■ Document extract:
>>>
Intervention of the French armed forces in Libya
National Assembly, July 12, 2011.
- Prime Minister François Fillon at the National Assembly
Members of Parliament,
Chairmen of the Foreign Affairs and Defence Committees,
Ladies and Gentlemen,
On 22 March of this year I informed our national elected representatives about the reasons for the French military engagement in Libya and the conditions in which it was being carried out. Since then, Alain Juppé and Gérard Longuet have been available to answer questions from Parliament at all times.
Today, under our Constitution, you have the responsibility for deciding on whether to pursue these operations.
Let us first go back a few months to remind ourselves of the origins of our intervention.
What was the situation in early March?
Demonstrations were being brutally put down in Tripoli, heavy weapons were being used to shell unarmed civilians, people were being massively displaced, and according to the commission of inquiry of the United Nations Human Rights Council more than a thousand people had been killed in just a few weeks.
These facts illustrate the refusal to change course of a regime no longer governed by reason. In a February broadcast that aired across the world, Gaddafi described the demonstrators as “rats” and “drugged kids”.
One of his sons warned the inhabitants of Benghazi that there could be “rivers of blood”.
It was under these dire circumstances that the international community took a decisive step: for the first time, the “Responsibility to Protect” principle adopted by the United Nations in 2005 was put into practice.
Explicitly citing the failure of the Libyan authorities to fulfil their responsibility to protect their population, the Security Council undertook to provide such protection itself and took steps under Chapter VII of the United Nations Charter, which authorises the use of force.
Some said that our intervention was decided on in order to counterbalance the fact that the Tunisian and Egyptian uprisings had taken us by surprise.
This is an insult to the government. France does not commit its forces lightly.
When the President of the Republic sent our first pilots over Benghazi, Gaddafi’s tanks were entering its outskirts.
Nor does France take decisions alone.
More than 20 western and Arab countries and international organisations took part in the Paris Summit on 19 March, an emergency meeting of all those wishing to do their utmost to save Free Libya and implement the Security Council resolutions.
In the front ranks stood the United Kingdom, under the determined leadership of David Cameron.
Our decision was carefully considered, it was well thought out, and it was taken only after several weeks of diplomatic pressure and warnings, all of which Gaddafi pointedly ignored.
Resolution 1973 of 17 March authorising the use of force followed Resolution 1970 of 26 February in which the Security Council demanded an end to violence, referred the situation to the Prosecutor of the International Criminal Court and adopted a first sanctions regime.
Colonel Gaddafi ignored this message.
Throughout February and March, he similarly ignored the many appeals by the European Council, the G8, the African Union, the Arab League and the Organisation of the Islamic Conference condemning the human rights violations and emphasising the legitimacy of the demands of the Libyan people.
<<<
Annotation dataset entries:
>>>
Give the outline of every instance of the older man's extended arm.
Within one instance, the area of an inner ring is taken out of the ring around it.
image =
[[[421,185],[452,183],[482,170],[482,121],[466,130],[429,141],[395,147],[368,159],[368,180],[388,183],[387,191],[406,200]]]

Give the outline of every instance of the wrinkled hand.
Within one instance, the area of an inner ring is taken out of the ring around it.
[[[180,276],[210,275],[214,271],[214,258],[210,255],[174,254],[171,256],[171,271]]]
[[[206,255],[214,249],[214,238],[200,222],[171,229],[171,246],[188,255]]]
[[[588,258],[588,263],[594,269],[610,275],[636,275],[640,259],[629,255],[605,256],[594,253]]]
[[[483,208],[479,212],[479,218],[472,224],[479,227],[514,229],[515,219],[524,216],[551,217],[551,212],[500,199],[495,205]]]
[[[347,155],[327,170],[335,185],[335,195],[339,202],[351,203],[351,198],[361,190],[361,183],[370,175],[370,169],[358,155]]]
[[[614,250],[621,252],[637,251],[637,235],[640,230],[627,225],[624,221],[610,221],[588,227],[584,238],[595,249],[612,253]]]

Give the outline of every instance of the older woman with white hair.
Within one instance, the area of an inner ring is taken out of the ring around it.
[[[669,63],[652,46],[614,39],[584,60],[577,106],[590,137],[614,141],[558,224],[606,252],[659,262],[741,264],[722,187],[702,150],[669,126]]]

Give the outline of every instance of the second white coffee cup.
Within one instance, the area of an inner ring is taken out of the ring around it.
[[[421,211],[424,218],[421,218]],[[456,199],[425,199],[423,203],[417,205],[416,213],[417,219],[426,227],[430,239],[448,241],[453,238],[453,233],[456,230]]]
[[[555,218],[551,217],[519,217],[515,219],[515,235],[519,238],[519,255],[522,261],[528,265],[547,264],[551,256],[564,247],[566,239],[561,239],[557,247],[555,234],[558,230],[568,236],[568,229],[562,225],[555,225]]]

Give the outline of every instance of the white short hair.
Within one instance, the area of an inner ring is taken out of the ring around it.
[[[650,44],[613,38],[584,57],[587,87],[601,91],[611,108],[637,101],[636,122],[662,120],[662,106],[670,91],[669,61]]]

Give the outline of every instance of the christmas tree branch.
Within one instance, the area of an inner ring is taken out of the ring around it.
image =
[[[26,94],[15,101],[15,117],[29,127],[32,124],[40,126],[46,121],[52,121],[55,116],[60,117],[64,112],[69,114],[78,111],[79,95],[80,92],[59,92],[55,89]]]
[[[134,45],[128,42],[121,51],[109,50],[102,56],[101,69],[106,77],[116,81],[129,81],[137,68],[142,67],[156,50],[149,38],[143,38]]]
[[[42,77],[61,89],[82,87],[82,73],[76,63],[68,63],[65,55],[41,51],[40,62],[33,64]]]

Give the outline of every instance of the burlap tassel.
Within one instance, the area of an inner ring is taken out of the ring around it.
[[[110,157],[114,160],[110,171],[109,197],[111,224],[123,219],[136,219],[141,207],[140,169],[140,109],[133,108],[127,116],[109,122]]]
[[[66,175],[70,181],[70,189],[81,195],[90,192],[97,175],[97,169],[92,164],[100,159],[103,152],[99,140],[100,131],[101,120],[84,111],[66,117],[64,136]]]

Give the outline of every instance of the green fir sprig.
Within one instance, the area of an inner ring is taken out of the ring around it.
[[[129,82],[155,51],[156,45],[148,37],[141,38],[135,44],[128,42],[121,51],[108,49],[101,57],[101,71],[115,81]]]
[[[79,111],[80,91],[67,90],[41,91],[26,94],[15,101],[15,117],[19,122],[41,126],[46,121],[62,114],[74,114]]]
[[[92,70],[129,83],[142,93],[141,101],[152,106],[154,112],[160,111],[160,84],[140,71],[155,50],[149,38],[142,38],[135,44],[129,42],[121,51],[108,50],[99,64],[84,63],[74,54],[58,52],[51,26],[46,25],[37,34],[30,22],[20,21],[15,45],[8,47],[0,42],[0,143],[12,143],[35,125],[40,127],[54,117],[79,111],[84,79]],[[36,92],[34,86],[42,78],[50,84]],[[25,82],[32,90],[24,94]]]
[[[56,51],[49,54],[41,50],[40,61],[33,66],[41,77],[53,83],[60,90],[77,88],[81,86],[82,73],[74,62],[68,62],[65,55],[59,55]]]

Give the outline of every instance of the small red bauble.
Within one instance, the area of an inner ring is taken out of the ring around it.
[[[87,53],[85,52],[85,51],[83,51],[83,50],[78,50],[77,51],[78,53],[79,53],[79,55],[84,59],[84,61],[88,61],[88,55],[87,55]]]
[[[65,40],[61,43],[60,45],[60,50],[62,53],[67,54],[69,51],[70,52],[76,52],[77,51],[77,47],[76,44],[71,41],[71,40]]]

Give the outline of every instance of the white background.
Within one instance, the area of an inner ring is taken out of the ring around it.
<<<
■ Jobs:
A. In the speech on the French military intervention in Libya, on what date did the Security Council adopt Resolution 1970?
B. Please write the next part of the speech on the French military intervention in Libya, picking up right after its last sentence.

■ Responses to the exercise:
A. 26 February

B.
It was this obduracy that forced the international community to intervene militarily as a last resort.
On the other hand it is indeed true that the wind of freedom blowing through the Arab world in the spring of 2011 influenced our decision.
Had there not been this wind of freedom bearing such promise for the region, France and the international community might have confined themselves to simply condemning the repression.
It is possible that the realpolitik and circumspect commitment to stability, so prevalent in international relations, could have outweighed our courage.
Yes, the regional context was a factor in our decisions.
It was a factor in the sense that to our mind, the victory of repression would have signalled that democracy in the Arab world was merely a flash in the pan, stamped out by the first dictator to come along.
It was a factor in the sense that after Tunisia and Egypt, we believed there was a good chance that democratic change could sweep the Arab world, heralding a bright future for the entire Mediterranean Basin. It was a factor because we did not want Libya to become the winter of the Arab Spring!
It was a factor in the sense that France believes that the cause of freedom and human rights can make progress around the world, as developments in Côte d’Ivoire have shown and the arrest of Ratko Mladic confirms.
Dictators, tyrants and torturers are bit by bit being called to account by the international community and we could not allow this progress, which brings tremendous hope to martyred peoples, to be stopped in Benghazi.
As I stated last week in my answer to a letter from Chairman Ayrault, 4,400 men and women are engaged, in one way or another, in Operation Harmattan, including 800 personnel at a number of airbases in mainland France.
With 40 fighter planes, six support aircraft, eight ships and 18 attack helicopters engaged, France is the leading contributor alongside its NATO and Arab world partners.
I would like, from this rostrum, to join the National Assembly in paying tribute to the courage of our soldiers, pilots, sailors and helicopter crews who are doing an excellent job fighting for a just cause.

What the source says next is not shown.